• Exercise passage:
Israeli Professor Wins Nobel Prize for Chemistry

October 9, 2013  

This year’s Nobel Prize for Chemistry will be awarded to an Israeli professor, Arieh Warshel, who teaches in the United States.

Professor Warshel was announced Wednesday as a joint winner with Professor’s Martin Karplus from Austria and Michael Levitt from Britain.

The prize has been awarded for the development of multi-scale models for complex chemical systems. Professor Warshel – an Israeli citizen who lives in California and teaches at the University of South California – was the team’s senior chemistry expert. The winning team will split a $1.2 million prize fund, almost 4.3 million shekels.

The Nobel Prize Commitee, made the award recognizing the team’s work computerizing the understanding of the way in which protein cell’s behave and the meaning behind their movements. The ramifications of their work, paves the way for the treatment of many illnesses caused by the defective functioning of protein cells.

Warshel and Levitt both previously studied at the Weizmann Institute in Israel. Warshel worked as a researcher at the institute and also spent time studying at Haifa’s Technion.

Warshel is among 11 Israelis to have won a Nobel Prize, and the fifth to win the award in Chemistry. Amazingly, he was not the only Israeli nominated for the Nobel chemistry prize this year, and was joined by two others, Professor Haim Sider and Professor Aharon Razin.

In 2011, the prize was picked up by Israeli Professor Dan Shechtman, from the Technion’s Department of Materials Science and Engineering, who was recognized for his 1982 discovery of quasicrystals – which pack tightly together forming a mosaic type pattern. Originally his findings were rejected by scientific peers taking 30 years to be verified and acknowledged by the Nobel committee.

• Provided records:
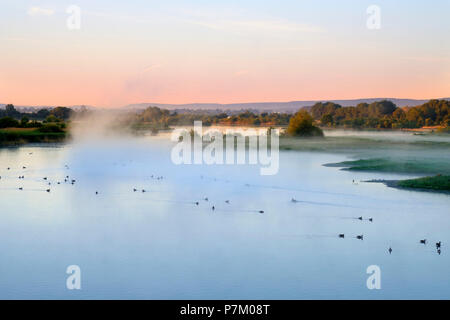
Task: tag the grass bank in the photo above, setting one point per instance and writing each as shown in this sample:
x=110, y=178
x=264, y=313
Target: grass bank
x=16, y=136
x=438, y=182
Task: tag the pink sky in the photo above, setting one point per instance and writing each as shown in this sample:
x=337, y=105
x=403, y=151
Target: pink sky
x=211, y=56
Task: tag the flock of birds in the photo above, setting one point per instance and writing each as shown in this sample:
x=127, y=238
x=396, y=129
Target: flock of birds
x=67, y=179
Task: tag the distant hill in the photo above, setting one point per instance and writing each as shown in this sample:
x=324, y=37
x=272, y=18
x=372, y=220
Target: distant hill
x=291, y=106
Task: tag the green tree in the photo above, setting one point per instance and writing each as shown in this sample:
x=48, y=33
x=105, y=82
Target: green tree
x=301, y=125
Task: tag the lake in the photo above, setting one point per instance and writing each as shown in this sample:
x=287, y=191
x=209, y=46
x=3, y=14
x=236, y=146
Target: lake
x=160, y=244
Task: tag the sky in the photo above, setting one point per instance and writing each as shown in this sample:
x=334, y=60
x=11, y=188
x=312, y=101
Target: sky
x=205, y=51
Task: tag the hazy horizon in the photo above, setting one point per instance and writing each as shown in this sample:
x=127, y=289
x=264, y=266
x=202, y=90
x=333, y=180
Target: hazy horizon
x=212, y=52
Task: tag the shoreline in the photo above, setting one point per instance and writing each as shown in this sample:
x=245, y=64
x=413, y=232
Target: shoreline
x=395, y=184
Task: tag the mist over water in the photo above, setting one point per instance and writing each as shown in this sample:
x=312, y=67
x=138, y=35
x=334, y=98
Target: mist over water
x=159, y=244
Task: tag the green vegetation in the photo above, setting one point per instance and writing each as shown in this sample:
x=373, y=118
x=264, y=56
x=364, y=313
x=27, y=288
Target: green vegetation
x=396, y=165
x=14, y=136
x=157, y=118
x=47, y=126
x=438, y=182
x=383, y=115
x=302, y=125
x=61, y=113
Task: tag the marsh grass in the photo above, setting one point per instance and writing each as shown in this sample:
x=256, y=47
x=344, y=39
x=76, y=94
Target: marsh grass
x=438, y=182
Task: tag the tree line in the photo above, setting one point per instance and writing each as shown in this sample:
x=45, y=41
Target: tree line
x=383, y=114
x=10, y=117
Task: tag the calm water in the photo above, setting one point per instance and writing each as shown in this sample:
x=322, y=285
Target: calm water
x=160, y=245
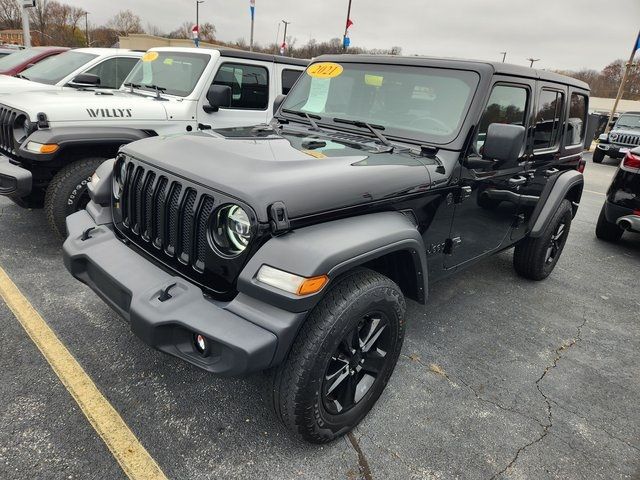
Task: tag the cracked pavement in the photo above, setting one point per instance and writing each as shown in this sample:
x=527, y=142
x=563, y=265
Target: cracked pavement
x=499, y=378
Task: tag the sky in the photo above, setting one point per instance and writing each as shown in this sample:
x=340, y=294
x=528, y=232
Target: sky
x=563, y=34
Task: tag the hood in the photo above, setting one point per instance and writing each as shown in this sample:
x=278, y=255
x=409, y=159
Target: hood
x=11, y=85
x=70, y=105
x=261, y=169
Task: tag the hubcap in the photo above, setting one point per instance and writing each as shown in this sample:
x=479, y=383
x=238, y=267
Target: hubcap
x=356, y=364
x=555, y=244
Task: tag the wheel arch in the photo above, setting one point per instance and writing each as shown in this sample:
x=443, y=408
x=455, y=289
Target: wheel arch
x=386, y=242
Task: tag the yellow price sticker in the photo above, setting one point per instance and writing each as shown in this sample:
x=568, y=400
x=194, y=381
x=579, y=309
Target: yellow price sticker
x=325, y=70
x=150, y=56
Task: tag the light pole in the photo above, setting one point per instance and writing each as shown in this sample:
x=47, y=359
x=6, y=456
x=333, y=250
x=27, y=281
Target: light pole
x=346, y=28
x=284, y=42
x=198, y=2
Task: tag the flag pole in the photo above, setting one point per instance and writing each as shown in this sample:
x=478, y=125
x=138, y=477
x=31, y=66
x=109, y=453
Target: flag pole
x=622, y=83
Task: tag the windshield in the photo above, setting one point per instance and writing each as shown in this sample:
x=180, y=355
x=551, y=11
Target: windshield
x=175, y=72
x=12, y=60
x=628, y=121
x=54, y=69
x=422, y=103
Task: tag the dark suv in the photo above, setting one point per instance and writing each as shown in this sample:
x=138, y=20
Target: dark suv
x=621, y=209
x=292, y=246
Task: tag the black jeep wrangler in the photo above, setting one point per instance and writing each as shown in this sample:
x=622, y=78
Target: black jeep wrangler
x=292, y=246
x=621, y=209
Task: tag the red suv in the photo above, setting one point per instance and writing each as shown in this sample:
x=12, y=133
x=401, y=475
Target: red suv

---

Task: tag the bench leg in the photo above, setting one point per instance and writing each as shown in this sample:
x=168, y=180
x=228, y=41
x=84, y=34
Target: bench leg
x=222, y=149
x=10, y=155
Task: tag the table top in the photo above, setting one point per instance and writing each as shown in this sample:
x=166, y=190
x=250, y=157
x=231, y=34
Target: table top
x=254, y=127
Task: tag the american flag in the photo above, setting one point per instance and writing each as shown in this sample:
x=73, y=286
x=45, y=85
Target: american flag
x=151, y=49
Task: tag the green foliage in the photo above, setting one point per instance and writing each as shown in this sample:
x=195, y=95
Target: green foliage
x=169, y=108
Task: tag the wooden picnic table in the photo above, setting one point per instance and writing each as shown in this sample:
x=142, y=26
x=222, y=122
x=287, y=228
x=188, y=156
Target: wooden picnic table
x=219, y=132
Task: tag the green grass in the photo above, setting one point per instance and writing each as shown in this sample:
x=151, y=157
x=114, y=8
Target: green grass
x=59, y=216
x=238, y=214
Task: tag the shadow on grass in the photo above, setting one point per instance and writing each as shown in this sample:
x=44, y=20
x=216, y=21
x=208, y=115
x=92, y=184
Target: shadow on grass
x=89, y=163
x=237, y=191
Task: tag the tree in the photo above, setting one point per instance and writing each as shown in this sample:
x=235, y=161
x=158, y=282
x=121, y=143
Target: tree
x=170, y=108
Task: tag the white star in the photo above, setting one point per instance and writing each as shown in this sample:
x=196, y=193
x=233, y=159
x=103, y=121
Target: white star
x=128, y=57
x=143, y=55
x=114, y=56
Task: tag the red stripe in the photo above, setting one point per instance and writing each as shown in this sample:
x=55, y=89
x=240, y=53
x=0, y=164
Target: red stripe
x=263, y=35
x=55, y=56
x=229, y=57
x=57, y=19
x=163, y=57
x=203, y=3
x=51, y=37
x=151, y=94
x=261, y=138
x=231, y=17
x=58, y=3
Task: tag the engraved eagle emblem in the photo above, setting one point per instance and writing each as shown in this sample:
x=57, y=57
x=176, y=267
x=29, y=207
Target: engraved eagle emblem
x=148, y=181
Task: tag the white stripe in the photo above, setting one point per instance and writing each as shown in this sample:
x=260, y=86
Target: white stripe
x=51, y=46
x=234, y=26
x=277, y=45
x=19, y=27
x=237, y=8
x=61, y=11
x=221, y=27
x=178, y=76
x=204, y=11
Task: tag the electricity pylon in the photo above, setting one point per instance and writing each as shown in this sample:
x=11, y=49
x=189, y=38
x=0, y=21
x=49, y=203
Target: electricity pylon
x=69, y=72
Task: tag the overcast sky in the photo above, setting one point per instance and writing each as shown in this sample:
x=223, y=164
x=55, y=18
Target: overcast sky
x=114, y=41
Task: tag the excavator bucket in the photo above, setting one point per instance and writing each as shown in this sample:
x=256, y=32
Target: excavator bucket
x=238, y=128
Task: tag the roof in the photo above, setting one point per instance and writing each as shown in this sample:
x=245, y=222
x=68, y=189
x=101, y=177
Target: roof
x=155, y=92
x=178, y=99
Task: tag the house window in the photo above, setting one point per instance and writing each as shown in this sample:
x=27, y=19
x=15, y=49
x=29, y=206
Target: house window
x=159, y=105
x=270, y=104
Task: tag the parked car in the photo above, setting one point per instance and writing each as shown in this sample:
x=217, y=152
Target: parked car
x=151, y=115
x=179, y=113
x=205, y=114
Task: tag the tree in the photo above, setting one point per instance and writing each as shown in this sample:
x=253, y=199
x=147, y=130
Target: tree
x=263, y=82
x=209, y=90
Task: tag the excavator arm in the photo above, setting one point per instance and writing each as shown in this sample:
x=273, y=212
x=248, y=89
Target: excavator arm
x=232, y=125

• Work task: Translate this sentence from the Nobel Prize article above into Spanish: "Warshel and Levitt both previously studied at the Weizmann Institute in Israel."

• Output: Tanto Warshel como Levitt estudiaron anteriormente en el Instituto Weizmann, en Israel.